**STATED EXERCISE:** Pull out each line of the listing below that contains the word "horizon", and copy it in full.

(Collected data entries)
• • •
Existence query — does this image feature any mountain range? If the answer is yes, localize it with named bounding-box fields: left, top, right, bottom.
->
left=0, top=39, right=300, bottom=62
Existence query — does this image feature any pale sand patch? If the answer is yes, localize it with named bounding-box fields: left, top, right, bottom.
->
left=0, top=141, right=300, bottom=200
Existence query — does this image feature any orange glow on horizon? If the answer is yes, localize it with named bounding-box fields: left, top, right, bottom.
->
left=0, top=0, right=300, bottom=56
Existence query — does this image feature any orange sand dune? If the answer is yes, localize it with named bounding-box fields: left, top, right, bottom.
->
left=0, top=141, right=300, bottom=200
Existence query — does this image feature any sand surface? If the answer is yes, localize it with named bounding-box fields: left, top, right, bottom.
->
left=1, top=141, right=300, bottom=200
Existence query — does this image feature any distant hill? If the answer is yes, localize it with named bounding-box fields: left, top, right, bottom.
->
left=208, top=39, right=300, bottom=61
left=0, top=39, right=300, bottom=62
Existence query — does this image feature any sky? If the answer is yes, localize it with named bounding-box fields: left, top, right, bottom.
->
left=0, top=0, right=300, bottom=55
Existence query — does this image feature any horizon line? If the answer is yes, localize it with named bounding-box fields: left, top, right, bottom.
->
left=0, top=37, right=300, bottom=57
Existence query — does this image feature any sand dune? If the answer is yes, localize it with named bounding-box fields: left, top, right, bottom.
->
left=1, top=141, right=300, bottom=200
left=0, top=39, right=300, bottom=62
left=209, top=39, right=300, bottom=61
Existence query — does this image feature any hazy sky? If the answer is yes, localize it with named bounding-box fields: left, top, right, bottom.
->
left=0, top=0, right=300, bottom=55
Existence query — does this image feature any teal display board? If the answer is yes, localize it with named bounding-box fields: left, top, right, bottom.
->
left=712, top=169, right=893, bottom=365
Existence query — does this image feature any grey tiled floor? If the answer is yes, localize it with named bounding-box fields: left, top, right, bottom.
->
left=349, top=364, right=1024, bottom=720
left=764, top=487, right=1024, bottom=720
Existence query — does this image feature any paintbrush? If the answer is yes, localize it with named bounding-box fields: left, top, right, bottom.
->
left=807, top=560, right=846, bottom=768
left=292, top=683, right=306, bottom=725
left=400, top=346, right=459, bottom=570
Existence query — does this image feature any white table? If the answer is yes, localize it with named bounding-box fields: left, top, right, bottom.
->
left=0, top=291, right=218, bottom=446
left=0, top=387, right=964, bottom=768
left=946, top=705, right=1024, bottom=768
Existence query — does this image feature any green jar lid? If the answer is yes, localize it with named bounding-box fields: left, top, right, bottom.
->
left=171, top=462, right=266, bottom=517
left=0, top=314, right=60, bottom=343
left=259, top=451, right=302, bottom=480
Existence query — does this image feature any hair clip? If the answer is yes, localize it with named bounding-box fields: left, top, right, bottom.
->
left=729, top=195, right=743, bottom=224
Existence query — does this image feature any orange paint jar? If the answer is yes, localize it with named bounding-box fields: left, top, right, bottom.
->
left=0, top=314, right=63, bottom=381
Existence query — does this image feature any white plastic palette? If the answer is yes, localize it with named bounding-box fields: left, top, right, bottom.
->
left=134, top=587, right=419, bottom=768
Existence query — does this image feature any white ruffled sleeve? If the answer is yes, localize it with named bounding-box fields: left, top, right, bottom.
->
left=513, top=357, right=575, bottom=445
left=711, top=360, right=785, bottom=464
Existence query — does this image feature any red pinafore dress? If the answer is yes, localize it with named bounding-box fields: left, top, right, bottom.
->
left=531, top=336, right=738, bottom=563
• • •
**WRITTEN SOLUTION:**
Existence query — does this image feature any orange glow on horizon? If the answer is yes, localize it with named bounding-box fields: left, top, right, bottom.
Existence query — does this image feature any horizon line? If the answer is yes, localize it with named bounding-box fields: left, top, right, bottom.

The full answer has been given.